Pick out each line in the items below that contains the string "brown". Case counts.

(A block of data)
● ● ● ● ● ● ●

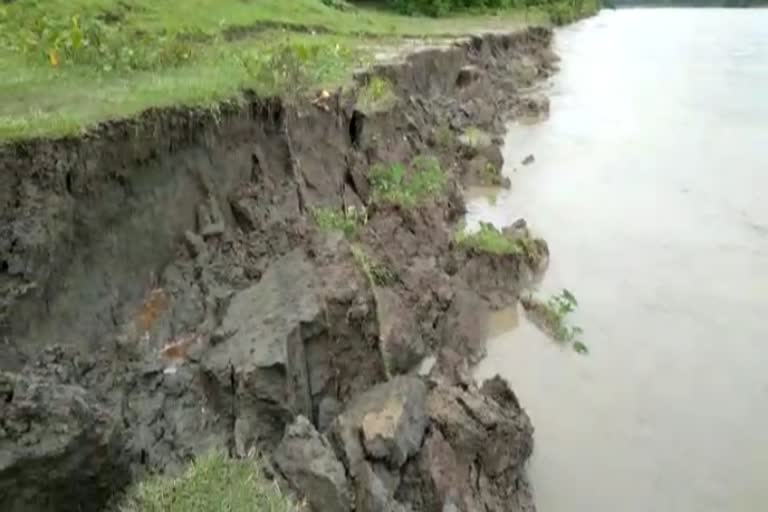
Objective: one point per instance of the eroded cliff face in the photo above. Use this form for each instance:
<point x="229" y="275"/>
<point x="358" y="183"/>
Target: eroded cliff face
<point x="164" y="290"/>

● ● ● ● ● ● ●

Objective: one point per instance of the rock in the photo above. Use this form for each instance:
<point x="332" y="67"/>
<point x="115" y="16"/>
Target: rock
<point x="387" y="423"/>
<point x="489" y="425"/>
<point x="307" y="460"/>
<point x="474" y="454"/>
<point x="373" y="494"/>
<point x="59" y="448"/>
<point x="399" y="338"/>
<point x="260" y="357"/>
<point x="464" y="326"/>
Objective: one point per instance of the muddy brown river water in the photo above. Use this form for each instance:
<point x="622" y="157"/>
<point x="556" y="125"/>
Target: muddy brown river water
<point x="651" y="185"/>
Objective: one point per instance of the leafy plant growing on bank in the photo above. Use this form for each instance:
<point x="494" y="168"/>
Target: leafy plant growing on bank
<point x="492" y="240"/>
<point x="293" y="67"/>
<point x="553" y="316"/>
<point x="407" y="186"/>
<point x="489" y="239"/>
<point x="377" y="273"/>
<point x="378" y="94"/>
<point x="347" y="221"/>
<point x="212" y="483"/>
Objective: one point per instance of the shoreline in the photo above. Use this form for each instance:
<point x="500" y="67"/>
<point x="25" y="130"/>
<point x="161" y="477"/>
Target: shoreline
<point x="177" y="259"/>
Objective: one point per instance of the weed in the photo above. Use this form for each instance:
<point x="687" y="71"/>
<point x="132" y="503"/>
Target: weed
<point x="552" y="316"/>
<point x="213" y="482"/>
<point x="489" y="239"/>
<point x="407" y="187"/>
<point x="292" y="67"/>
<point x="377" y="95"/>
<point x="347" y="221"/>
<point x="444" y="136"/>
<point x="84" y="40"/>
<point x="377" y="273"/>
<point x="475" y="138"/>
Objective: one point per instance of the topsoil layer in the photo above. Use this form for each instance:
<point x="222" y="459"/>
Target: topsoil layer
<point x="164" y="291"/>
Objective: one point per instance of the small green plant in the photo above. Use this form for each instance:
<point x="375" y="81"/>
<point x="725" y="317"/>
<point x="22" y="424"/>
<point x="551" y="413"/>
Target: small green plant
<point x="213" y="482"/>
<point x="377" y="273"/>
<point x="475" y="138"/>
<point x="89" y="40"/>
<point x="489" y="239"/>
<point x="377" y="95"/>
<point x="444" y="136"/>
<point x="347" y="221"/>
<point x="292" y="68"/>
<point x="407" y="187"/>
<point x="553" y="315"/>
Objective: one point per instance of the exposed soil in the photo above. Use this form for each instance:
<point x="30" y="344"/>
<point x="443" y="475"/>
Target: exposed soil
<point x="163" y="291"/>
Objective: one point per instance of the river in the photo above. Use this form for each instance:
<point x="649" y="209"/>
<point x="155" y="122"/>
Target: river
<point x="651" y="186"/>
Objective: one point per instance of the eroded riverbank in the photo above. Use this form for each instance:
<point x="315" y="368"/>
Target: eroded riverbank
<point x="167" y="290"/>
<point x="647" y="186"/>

● ● ● ● ● ● ●

◆ Reply:
Objective: one point per instance of the muddy brown river water in the photo above. Use this form for each instance:
Target: muddy brown river water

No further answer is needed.